__REQUIREMENTS__
Restate the complete material exactly.

__RECORDS PROVIDED__
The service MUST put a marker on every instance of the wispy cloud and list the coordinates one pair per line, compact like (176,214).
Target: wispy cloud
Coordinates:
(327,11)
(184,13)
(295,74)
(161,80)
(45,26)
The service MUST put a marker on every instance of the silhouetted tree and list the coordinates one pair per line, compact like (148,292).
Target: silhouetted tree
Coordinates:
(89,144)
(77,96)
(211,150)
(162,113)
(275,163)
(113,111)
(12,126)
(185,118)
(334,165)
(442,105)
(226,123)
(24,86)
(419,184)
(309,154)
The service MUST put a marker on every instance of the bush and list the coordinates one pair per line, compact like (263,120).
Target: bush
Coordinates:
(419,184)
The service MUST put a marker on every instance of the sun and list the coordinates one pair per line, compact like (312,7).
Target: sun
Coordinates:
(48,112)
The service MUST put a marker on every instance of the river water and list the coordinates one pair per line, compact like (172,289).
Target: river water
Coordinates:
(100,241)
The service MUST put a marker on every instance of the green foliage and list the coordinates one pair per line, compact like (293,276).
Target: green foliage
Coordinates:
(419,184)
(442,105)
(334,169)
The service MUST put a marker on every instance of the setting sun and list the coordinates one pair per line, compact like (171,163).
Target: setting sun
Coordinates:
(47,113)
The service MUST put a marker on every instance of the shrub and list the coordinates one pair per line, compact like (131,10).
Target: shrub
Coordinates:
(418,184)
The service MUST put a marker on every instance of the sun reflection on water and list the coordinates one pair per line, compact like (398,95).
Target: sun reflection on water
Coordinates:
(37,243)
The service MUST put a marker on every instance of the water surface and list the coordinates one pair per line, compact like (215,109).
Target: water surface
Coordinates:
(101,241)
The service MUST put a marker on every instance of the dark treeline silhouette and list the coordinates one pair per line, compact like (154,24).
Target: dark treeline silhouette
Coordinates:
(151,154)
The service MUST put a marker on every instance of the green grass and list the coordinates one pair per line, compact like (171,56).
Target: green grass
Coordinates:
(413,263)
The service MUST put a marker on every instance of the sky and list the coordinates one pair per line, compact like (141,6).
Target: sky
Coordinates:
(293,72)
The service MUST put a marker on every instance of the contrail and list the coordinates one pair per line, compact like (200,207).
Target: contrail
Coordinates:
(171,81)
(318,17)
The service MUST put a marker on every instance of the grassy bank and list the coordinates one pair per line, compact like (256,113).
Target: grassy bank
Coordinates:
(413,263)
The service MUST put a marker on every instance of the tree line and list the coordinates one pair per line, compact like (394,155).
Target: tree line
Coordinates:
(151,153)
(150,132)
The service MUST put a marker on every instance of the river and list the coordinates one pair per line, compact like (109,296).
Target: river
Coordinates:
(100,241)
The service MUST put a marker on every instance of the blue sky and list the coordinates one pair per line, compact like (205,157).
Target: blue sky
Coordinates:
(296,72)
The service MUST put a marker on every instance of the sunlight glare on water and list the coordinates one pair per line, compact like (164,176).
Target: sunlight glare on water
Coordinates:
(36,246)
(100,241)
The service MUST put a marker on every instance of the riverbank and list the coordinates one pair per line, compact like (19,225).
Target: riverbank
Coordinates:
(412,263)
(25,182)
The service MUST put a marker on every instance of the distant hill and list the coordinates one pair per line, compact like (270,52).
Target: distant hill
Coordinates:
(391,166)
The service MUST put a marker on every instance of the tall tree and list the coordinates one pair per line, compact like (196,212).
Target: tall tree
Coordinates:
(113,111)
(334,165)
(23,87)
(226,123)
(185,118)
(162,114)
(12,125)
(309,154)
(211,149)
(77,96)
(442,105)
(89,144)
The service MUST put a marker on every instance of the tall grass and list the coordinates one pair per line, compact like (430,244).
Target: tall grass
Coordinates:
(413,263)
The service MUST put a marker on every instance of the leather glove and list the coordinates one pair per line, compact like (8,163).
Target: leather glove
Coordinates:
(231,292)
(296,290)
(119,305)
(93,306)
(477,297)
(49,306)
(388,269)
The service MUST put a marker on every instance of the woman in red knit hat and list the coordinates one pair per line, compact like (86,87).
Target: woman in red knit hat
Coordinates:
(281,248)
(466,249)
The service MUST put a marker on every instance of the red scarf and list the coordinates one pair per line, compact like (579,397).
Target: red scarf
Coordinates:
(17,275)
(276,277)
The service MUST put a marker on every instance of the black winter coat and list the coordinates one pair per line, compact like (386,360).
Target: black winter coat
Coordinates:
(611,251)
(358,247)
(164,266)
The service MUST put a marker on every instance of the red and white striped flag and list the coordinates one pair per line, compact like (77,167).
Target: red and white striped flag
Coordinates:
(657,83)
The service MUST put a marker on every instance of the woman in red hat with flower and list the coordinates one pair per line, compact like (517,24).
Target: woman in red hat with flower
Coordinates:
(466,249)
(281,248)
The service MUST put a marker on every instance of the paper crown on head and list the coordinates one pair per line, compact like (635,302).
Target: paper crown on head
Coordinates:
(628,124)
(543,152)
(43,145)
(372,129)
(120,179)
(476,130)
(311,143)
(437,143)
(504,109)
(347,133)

__RESULT FOR THIS EXERCISE__
The service MUST put a marker on every instance of the wispy cloud and list the coordinates one pair per line, compact like (176,214).
Target: wispy cloud
Coordinates:
(327,11)
(184,13)
(295,74)
(161,80)
(45,26)
The service MUST put a marker on every instance of the silhouetted tree and list the coordinates one pair per line, compact like (148,292).
Target: silhouetted tree
Coordinates:
(89,144)
(77,96)
(211,150)
(162,113)
(275,163)
(113,111)
(12,126)
(185,118)
(334,165)
(442,105)
(226,123)
(24,86)
(419,184)
(309,154)
The service MUST put a marker on every instance of the bush and list the coordinates one pair per line, compact like (263,120).
Target: bush
Coordinates:
(419,184)
The service MUST put a marker on every instance of the sun and list the coordinates one pair per line, compact like (312,7).
Target: sun
Coordinates:
(48,112)
The service MUST put a marker on every instance of the river water and list the coordinates one pair per line, compact like (172,289).
Target: river water
Coordinates:
(100,241)
The service MUST put a marker on every instance of the green foliage and list the coordinates one pair per line, compact like (293,276).
Target: green foliage
Coordinates:
(419,184)
(442,105)
(334,169)
The service MUST put a marker on every instance of the setting sun and list the coordinates one pair per line, compact like (171,163).
Target: setting sun
Coordinates:
(47,113)
The service MUST put a marker on every instance of the shrub and list the coordinates one pair per line, compact like (131,10).
Target: shrub
Coordinates:
(418,184)
The service MUST put a marker on every instance of the sun reflection on water and list the coordinates one pair per line, compact like (398,95).
Target: sun reflection on water
Coordinates:
(37,243)
The service MUST put a marker on every instance of the water surface and list the coordinates one pair per line, compact like (215,109).
Target: water surface
Coordinates:
(101,241)
The service MUST put a marker on every instance of the dark treeline silhouette and list the coordinates one pair per line, compact like (154,24).
Target: dark treeline silhouette
Coordinates:
(151,154)
The service MUST put a marker on every instance of the green grass and list the coordinates one pair per line, compact like (171,56).
Target: green grass
Coordinates:
(413,263)
The service MUST put a marker on every instance of the sky and list the coordinates one pair per line, compact like (141,6).
Target: sky
Coordinates:
(293,72)
The service MUST put a marker on every instance of the contrail and list the coordinates one pair per line, compact like (200,207).
Target: contrail
Coordinates:
(171,81)
(318,17)
The service MUST put a marker on every instance of the grassy bank and list the coordinates one pair per line, compact like (256,113).
Target: grassy bank
Coordinates:
(413,263)
The service MUST put a marker on every instance of the tree line and list the coordinates one pair per line, compact like (394,155).
Target: tree line
Coordinates:
(151,153)
(150,132)
The service MUST put a marker on every instance of the river and list the coordinates one pair per line, compact like (109,296).
Target: river
Coordinates:
(100,241)
The service MUST put a marker on every instance of the blue sky and list the coordinates one pair per line, compact like (205,157).
Target: blue sky
Coordinates:
(296,72)
The service MUST put a marker on every instance of the sunlight glare on water and list the coordinates one pair per line, compact like (164,176).
Target: sunlight glare on water
Coordinates:
(36,246)
(100,241)
The service MUST put a marker on every instance of the riverbank and list the coordinates one pair per line, compact like (19,225).
Target: riverbank
Coordinates:
(412,263)
(25,182)
The service MUST put a marker on every instance of the distant hill and list the coordinates one pair per line, compact like (270,52).
Target: distant hill
Coordinates:
(391,166)
The service MUST put a marker on every instance of the tall tree and list the coordinates one pair per line, compact like (196,212).
Target: tall tree
Coordinates:
(113,111)
(334,165)
(23,87)
(226,123)
(185,118)
(162,114)
(12,125)
(309,154)
(211,149)
(77,96)
(442,105)
(89,144)
The service MUST put a marker on every instance of the tall grass and list the coordinates one pair per line, compact like (430,244).
Target: tall grass
Coordinates:
(413,263)
The service MUST put a marker on every instance of the leather glove and list the coordinates one pair per line, compact like (8,163).
Target: leather glove
Coordinates:
(231,292)
(296,290)
(119,305)
(93,306)
(477,297)
(49,306)
(388,269)
The service MUST put a marker on every instance of the woman in red knit hat and list the coordinates one pair per line, compact like (86,87).
Target: woman in red knit hat
Coordinates:
(281,248)
(466,249)
The service MUST put a marker on every instance of the red scarf and list the coordinates one pair per line, compact like (579,397).
Target: red scarf
Coordinates:
(17,275)
(276,277)
The service MUST put a marker on every instance of the black winter coat and list the coordinates one pair per line, compact like (386,360).
Target: black winter coat
Coordinates:
(611,251)
(358,247)
(164,266)
The service MUST put a marker on every instance of the red and white striped flag and list the coordinates one pair per line, compact like (77,167).
Target: red and white striped flag
Coordinates:
(657,83)
The service MUST put a marker on every instance of the woman in red hat with flower and list the coordinates one pair per line, compact like (517,24).
Target: woman in red hat with flower
Coordinates:
(466,249)
(281,248)
The service MUST put a marker on every instance of the paper crown on head and list the coordinates one pair per line, compact like (635,302).
Target: paper crown on head
Coordinates:
(628,124)
(543,152)
(43,145)
(372,129)
(120,179)
(476,130)
(311,143)
(437,143)
(504,109)
(347,133)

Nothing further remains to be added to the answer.